[Aim of the exercise]:
Output all the material that follows, exactly as given.

[Material provided]:
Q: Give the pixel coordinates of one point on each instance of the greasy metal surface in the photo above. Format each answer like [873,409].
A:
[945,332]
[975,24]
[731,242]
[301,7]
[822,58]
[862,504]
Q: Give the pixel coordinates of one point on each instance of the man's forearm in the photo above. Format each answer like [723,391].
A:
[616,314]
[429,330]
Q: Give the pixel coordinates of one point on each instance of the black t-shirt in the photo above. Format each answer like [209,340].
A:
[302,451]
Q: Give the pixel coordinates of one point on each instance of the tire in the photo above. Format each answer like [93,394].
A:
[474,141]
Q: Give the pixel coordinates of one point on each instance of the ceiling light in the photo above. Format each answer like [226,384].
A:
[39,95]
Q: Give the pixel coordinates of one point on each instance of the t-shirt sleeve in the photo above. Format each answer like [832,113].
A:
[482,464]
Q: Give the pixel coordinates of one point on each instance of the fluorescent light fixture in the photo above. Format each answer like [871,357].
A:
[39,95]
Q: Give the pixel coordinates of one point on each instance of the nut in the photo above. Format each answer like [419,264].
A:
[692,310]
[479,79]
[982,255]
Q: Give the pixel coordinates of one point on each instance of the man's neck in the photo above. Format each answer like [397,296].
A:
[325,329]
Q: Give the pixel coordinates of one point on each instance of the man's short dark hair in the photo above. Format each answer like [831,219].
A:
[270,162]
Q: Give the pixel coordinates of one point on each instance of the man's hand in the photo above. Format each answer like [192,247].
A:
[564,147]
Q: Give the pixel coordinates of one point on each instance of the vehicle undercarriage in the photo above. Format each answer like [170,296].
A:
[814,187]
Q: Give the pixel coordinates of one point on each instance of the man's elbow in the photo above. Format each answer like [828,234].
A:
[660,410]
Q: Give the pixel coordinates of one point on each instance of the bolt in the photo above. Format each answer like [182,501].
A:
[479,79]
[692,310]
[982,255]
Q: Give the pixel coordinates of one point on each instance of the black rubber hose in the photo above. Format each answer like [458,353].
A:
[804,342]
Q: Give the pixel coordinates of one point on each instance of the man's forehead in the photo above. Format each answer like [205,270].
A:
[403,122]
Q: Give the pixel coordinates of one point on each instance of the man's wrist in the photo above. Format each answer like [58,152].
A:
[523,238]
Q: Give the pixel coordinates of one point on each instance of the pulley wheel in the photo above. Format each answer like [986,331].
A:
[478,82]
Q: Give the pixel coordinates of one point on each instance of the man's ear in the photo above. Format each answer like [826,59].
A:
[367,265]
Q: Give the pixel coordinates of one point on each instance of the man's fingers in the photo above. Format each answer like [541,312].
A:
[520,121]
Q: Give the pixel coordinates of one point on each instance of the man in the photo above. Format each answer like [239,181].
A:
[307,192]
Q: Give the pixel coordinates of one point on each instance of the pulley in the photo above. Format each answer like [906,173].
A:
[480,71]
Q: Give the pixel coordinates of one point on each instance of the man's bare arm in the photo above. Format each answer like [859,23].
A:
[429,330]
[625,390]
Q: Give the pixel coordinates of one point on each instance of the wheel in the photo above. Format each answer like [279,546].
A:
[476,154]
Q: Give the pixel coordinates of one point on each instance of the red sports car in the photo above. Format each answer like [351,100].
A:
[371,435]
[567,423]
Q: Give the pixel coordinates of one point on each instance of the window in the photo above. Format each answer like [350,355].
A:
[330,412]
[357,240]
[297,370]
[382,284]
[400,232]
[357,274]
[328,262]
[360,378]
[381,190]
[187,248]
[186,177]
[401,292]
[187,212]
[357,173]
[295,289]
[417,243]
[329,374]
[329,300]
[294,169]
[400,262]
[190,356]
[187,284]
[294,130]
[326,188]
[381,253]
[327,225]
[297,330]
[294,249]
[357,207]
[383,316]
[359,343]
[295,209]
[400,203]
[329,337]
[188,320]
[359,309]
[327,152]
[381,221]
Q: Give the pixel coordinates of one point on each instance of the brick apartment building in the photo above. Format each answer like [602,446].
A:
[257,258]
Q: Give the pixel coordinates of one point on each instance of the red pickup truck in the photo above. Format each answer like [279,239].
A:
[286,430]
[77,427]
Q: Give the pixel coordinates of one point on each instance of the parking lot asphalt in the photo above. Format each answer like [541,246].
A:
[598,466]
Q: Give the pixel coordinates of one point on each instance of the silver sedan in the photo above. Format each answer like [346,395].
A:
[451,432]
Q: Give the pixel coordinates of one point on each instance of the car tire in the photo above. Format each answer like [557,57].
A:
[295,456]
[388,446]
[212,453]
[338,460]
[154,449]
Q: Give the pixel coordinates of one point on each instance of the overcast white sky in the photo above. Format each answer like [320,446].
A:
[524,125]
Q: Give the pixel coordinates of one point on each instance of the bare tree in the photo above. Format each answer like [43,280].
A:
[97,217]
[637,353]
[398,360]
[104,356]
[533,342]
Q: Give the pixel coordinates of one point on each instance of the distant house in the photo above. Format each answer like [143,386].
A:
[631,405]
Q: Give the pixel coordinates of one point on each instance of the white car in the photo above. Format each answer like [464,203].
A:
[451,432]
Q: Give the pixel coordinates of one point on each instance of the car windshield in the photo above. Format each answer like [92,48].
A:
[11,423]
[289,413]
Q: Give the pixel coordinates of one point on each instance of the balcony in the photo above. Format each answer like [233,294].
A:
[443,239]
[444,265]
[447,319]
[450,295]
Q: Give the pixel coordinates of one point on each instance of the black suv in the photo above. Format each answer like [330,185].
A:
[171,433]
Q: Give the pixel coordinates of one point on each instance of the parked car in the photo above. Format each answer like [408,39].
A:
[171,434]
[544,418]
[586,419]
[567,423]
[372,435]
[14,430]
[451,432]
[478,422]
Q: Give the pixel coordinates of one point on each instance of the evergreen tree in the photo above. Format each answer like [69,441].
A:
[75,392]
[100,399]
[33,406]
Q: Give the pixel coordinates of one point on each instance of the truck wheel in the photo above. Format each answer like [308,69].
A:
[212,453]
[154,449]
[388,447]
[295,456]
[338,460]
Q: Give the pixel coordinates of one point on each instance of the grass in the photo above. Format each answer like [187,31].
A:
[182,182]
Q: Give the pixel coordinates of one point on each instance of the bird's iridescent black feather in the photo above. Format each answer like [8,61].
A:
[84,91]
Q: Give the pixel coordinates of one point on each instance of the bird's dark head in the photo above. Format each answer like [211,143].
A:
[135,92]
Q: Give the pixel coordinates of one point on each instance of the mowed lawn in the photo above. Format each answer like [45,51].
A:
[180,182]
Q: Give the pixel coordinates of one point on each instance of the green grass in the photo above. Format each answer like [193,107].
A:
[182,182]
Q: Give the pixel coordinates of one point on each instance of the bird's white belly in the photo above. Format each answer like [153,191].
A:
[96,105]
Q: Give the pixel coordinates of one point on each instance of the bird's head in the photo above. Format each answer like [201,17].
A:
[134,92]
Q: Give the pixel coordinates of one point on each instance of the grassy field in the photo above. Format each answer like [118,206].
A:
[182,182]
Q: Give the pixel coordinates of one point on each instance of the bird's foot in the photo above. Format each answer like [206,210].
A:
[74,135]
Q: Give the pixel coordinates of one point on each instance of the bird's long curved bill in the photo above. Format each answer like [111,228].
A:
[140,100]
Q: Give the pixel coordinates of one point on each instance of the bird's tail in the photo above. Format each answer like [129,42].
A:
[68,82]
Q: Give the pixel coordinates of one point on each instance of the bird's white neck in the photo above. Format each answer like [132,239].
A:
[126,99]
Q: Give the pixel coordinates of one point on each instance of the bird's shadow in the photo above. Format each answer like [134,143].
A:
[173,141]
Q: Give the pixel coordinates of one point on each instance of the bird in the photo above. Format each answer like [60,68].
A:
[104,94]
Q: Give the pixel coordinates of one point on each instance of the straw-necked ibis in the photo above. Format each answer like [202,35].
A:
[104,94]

[Full response]:
Q: Give the pixel coordinates of one point on each instance of the greasy metal surface in the photo above. Format each answer like [873,409].
A:
[945,332]
[975,24]
[731,242]
[301,7]
[822,58]
[862,504]
Q: Give the pixel coordinates of one point on each instance of the man's forearm in the photo above. Format each answer like [723,391].
A:
[616,314]
[429,330]
Q: Give the pixel coordinates of one point on each instance of the black t-shirt in the photo above. Format each answer like [209,340].
A:
[302,451]
Q: Give the pixel coordinates of one point on each instance of the tire in the photo above. Format each answer like [93,394].
A:
[474,141]
Q: Give the pixel coordinates of one point on each instance of the ceiling light in the photo above. Format each answer like [226,384].
A:
[39,95]
Q: Give the pixel coordinates of one point on each instance of the t-shirt sleeve in the photo above. Format each answer like [832,113].
A:
[482,464]
Q: Give the pixel coordinates of one point on each instance of the fluorescent light fixture in the photo above. Format each answer like [871,357].
A:
[39,95]
Q: Give the pixel coordinates of one point on each instance of the nut in the photo above. Format each answer like [419,264].
A:
[692,310]
[479,79]
[982,255]
Q: Give the pixel coordinates of one point on each instance of the man's neck in the photo above. Format each answer like [397,296].
A:
[325,329]
Q: Give the pixel coordinates of one point on each instance of the man's short dark hair in the photo above. Format each answer like [831,219].
A:
[270,162]
Q: Give the pixel coordinates of one point on each instance of the man's hand in the photo above. Format each answer like [192,247].
A:
[564,147]
Q: Give the pixel coordinates of one point on each instance of the vehicle undercarriage in the photo above. Format each answer like [170,296].
A:
[814,187]
Q: Give the pixel coordinates of one point on each instance of the man's elbow in the photo above. Format each answer like [828,234].
A:
[660,410]
Q: Give the pixel coordinates of one point on each instance of the bolt in the photo above. Format each answer like [182,501].
A:
[479,79]
[692,310]
[982,255]
Q: Give the pixel coordinates of one point on each instance of the black rubber hose in the photo above. Format each answer like [458,353].
A:
[804,342]
Q: Give the pixel coordinates of one point on each instance of the man's forehead in the photo above. Format each answer like [205,270].
A:
[403,122]
Q: Give the pixel coordinates of one point on each instance of the man's wrist in the photo above. Format each answer like [58,152].
A:
[523,238]
Q: Give the pixel coordinates of one point on each instance of the pulley wheel in the photo above. Format each answer like [986,331].
A:
[478,82]
Q: Give the pixel coordinates of one point on each instance of the man's ear in the photo above. Format each answer like [826,59].
A:
[367,265]
Q: Give the pixel coordinates of one point on each instance of the man's fingers in the photo above. Format each answer like [541,312].
A:
[520,121]
Q: Give the pixel coordinates of one point on each instance of the man in the photo above. Format each answer like [239,181].
A:
[307,192]
Q: Give the pixel coordinates of one point on each instance of the pulley in the photo above. Format each answer like [906,173].
A:
[480,71]
Q: Give the pixel coordinates of one point on each instance of the man's bare arm in the photo above. Format each answer like [859,23].
A:
[429,330]
[625,390]
Q: Give the pixel coordinates of one point on each instance of the wheel in the photo above. Format each answer like [279,546].
A:
[476,154]
Q: Give the pixel coordinates of one point on each instance of the red sports car in the photo above. Format each answer like [351,100].
A:
[371,435]
[567,423]
Q: Give the pixel coordinates of one point on each instance of the window in the photo above. Format each answer like [350,355].
A:
[330,412]
[357,240]
[297,370]
[382,284]
[400,232]
[357,274]
[328,262]
[360,378]
[381,190]
[187,248]
[186,177]
[401,292]
[187,212]
[357,173]
[295,289]
[417,243]
[329,374]
[329,300]
[294,169]
[400,262]
[190,356]
[187,284]
[294,130]
[326,188]
[381,253]
[327,225]
[297,330]
[294,249]
[357,207]
[383,316]
[359,343]
[295,209]
[400,203]
[329,337]
[188,320]
[359,309]
[327,152]
[381,221]
Q: Give the pixel coordinates of one point on each instance of the brick apartment building in the photo above. Format each answer like [602,446].
A:
[257,258]
Q: Give the pixel coordinates of one point on each instance of the red pickup truck in the photo above. Format each answer like [279,239].
A:
[286,430]
[77,427]
Q: Give the pixel coordinates of one point on each instance of the parking lot asphalt in the photo above. Format each answer like [541,246].
A:
[598,466]
Q: Give the pixel coordinates of one point on each instance of the silver sedan in the photo above. Format each answer like [346,395].
A:
[451,432]
Q: Give the pixel coordinates of one point on each instance of the car tire in the photo above. Format each answer like [557,57].
A:
[295,456]
[388,446]
[212,453]
[338,460]
[154,449]
Q: Give the pixel coordinates of one point on each instance of the overcast white sky in the photo above. Format each answer like [320,446].
A:
[524,125]
Q: Give the pixel coordinates of one point on each instance of the bare tree in the photo above. Format each answer like [43,280].
A:
[97,217]
[637,353]
[398,360]
[104,356]
[533,342]
Q: Give the pixel coordinates of one point on each instance of the distant house in the photo above. Format each answer like [143,386].
A:
[631,405]
Q: Give the pixel coordinates of one point on each instance of the white car in the photo above. Format each answer like [464,203].
A:
[451,432]
Q: Give the pixel coordinates of one point on each instance of the car windshield in the photo above. Format each answer like [92,48].
A:
[11,423]
[289,413]
Q: Give the pixel coordinates of one point on each instance of the balcony in the photo above. Format each answer like [233,294].
A:
[443,239]
[444,265]
[447,319]
[450,295]
Q: Give the pixel coordinates of one point on each instance of the black suv in the photo above. Format each answer like [330,185].
A:
[171,433]
Q: Give the pixel coordinates of one point on each instance of the parked car in the photo above. Format each answer like [408,39].
A:
[171,434]
[544,418]
[586,419]
[567,423]
[372,435]
[14,430]
[451,432]
[478,422]
Q: Give the pixel coordinates of one point on each instance of the evergreen tree in the photo above. Format each answer like [69,441].
A:
[75,392]
[100,399]
[33,406]
Q: Give the pixel coordinates of one point on each instance of the truck wheel in the photo above. Format each answer like [308,69].
A:
[212,453]
[154,449]
[388,447]
[295,456]
[338,460]
Q: Give the pixel coordinates of one point on each instance of the grass in the photo above. Format each answer like [187,31].
A:
[182,182]
Q: Give the pixel coordinates of one point on each instance of the bird's iridescent black feather in the photo above. Format each answer like [8,61].
A:
[84,91]
Q: Give the pixel coordinates of one point on each instance of the bird's dark head in the photo above. Format each answer like [211,143].
A:
[135,92]
Q: Give the pixel coordinates of one point on each instance of the mowed lawn in the photo above. Format each answer like [45,51].
A:
[180,182]
Q: Give the pixel coordinates of one point on each instance of the green grass in the photo above. Format each answer like [193,107].
A:
[182,182]
Q: Give the pixel coordinates of one point on each instance of the bird's white belly in the photo above. Format each answer like [153,191].
A:
[96,105]
Q: Give the pixel coordinates of one point on each instance of the bird's head in the photo above. Format each answer like [201,17].
A:
[134,92]
Q: Give the pixel coordinates of one point on each instance of the grassy field in the photo above. Format each answer like [118,206].
A:
[182,182]
Q: Give the pixel coordinates of one point on each instance of the bird's foot in the photo above. Format each answer like [206,210].
A:
[74,135]
Q: Give the pixel coordinates of one point on each instance of the bird's long curved bill in the photo above. Format each answer like [111,228].
A:
[140,100]
Q: Give the pixel coordinates of one point on each instance of the bird's tail in the photo above. Format each answer like [129,42].
A:
[68,82]
Q: Give the pixel coordinates of one point on each instance of the bird's white neck in the photo above. Format each answer like [132,239].
A:
[126,99]
Q: Give the pixel coordinates of one point on each instance of the bird's shadow in the photo above. Format each answer like [134,143].
A:
[173,141]
Q: Give the pixel coordinates of one point on each instance of the bird in the photo above. Format each answer like [60,68].
A:
[104,94]
Q: Give the pixel coordinates of one point on each instance of the straw-necked ibis in the photo above. Format each answer like [202,35].
A:
[104,94]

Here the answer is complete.